Gather every line in the listing below that contains the string "blue", matching case exactly, and copy each one out in full.

==== Given entries ====

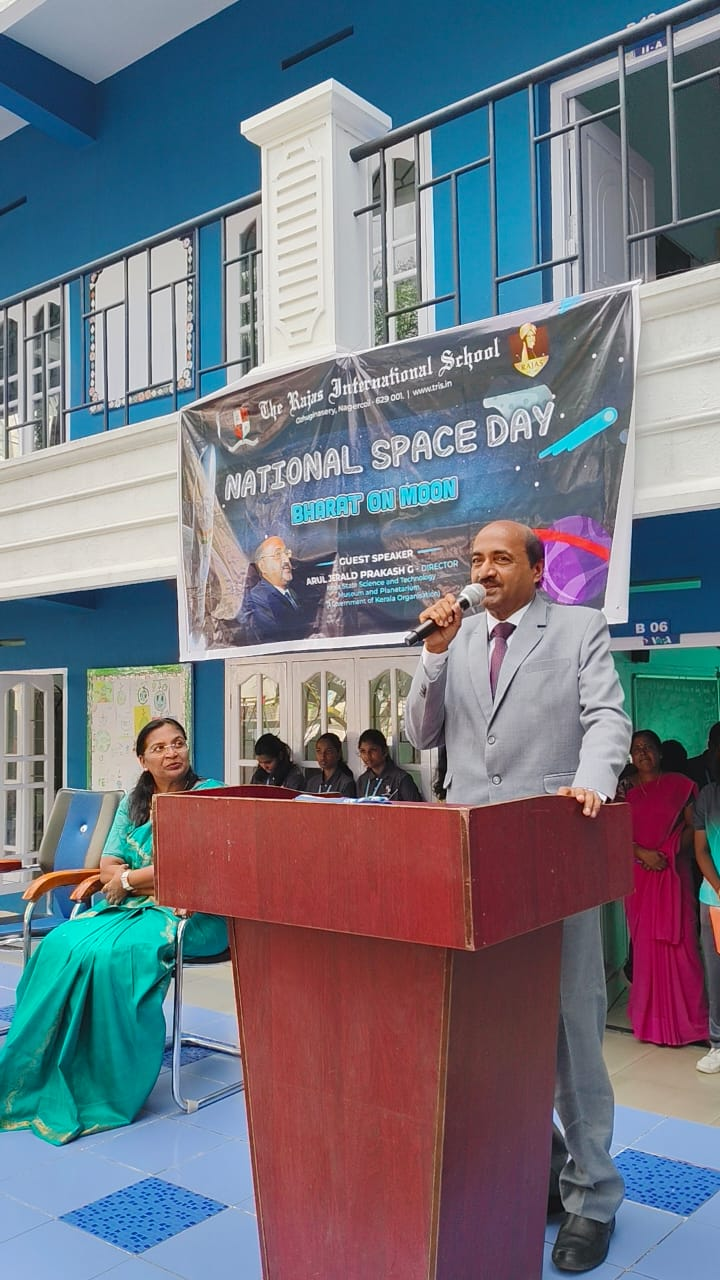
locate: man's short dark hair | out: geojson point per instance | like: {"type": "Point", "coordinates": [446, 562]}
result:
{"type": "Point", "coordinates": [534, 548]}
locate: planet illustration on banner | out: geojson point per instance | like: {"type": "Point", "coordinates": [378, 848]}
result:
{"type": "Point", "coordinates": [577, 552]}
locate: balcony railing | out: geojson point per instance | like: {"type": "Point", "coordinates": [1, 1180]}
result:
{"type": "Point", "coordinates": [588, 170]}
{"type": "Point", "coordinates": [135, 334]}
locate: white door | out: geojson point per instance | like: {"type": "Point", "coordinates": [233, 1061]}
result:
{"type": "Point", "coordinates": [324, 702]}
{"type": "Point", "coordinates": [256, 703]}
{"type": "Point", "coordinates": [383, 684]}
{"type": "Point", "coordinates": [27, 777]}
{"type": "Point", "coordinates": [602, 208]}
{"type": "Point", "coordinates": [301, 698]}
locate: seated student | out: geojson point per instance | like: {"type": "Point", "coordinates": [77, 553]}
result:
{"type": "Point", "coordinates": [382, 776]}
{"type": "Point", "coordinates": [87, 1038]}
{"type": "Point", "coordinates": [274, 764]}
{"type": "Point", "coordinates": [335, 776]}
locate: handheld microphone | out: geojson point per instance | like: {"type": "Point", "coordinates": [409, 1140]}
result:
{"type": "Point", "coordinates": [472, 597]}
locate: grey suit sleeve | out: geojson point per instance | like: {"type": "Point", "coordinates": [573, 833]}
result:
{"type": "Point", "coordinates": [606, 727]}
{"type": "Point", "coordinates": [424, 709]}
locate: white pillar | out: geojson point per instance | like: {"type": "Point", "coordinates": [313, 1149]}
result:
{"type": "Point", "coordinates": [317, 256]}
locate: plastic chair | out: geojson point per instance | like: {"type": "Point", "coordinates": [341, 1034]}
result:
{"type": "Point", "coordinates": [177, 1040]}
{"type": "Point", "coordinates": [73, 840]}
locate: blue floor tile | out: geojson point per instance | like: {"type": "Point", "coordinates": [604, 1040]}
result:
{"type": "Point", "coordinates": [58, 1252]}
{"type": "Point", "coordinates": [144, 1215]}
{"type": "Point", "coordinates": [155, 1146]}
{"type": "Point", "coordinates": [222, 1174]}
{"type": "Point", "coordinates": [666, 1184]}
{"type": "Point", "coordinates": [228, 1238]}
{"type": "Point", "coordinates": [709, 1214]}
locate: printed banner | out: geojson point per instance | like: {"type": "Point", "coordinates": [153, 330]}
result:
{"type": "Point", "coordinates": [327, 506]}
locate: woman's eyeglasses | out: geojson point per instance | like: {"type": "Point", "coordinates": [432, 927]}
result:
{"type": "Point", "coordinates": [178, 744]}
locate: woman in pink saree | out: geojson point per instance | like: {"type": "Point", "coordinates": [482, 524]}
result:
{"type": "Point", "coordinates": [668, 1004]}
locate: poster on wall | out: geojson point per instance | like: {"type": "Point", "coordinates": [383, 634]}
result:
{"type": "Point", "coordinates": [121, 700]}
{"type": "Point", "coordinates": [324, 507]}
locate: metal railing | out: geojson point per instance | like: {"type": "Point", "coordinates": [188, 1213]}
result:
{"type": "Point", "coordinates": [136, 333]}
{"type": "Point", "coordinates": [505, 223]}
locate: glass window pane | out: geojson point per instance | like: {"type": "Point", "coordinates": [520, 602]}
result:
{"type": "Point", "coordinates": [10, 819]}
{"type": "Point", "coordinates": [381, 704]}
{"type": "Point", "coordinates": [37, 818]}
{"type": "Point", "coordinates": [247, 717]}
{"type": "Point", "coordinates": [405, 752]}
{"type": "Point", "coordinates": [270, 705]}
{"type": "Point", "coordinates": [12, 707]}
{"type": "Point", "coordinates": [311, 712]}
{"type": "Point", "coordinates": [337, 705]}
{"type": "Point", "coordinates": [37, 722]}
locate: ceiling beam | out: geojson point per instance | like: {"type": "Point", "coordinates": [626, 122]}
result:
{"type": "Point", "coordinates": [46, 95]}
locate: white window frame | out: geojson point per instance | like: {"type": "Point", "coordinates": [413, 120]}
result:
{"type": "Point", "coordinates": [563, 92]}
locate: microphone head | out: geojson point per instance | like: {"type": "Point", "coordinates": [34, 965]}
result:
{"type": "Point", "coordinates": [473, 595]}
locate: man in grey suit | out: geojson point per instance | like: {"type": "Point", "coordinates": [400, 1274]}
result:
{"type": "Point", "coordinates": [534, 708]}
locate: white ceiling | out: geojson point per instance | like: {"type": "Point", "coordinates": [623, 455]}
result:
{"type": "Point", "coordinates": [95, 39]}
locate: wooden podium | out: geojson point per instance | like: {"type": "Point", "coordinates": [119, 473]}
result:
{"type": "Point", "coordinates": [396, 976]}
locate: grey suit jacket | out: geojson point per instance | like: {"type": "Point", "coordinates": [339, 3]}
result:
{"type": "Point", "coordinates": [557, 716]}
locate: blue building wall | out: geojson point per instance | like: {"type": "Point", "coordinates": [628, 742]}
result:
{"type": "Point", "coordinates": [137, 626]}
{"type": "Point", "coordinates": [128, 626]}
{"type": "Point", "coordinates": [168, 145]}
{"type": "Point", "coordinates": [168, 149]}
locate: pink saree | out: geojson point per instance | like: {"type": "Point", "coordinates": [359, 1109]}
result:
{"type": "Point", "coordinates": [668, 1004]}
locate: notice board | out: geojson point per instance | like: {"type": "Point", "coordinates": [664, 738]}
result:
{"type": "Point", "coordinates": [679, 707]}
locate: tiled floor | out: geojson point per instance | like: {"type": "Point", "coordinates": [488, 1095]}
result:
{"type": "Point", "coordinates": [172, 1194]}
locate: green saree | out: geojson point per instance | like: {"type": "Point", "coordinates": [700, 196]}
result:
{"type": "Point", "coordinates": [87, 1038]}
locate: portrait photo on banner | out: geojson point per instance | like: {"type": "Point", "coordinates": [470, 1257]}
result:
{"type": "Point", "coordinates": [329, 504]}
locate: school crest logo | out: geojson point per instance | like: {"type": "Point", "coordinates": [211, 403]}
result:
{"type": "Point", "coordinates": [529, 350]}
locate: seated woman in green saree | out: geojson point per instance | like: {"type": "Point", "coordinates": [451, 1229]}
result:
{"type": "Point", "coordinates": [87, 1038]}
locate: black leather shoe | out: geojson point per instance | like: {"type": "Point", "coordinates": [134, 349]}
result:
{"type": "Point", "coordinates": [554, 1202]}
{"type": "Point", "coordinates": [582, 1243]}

====
==== Given entries ====

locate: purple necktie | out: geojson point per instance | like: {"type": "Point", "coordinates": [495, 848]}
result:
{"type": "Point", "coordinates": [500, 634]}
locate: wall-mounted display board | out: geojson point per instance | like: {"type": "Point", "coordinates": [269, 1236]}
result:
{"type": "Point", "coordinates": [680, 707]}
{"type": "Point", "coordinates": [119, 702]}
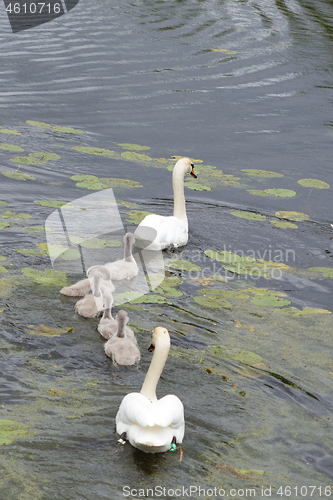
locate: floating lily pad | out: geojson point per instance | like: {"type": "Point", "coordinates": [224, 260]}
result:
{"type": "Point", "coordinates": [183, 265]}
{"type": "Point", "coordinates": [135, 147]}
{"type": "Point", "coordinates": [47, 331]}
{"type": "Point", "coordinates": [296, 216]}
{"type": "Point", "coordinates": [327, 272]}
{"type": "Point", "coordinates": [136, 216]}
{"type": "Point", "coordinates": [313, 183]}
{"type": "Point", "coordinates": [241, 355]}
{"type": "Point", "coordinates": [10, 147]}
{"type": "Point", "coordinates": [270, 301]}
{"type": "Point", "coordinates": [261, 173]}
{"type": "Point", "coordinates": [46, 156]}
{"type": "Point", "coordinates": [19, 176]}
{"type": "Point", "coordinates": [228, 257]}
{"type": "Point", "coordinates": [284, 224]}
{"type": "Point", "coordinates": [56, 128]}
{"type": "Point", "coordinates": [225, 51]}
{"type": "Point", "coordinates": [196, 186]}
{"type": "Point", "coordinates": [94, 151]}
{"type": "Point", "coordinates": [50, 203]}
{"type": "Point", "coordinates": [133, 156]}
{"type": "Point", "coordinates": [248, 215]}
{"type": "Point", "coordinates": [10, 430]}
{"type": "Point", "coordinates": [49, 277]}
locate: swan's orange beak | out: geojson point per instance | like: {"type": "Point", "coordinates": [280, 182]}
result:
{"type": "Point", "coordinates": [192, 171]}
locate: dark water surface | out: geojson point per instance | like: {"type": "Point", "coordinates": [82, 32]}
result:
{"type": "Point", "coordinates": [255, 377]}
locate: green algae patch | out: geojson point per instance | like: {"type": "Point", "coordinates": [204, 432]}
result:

====

*Problem solution*.
locate: blue floor tile | out: geojson point per instance | like: {"type": "Point", "coordinates": [604, 1040]}
locate: blue building wall | out: geojson point per instance | like: {"type": "Point", "coordinates": [628, 742]}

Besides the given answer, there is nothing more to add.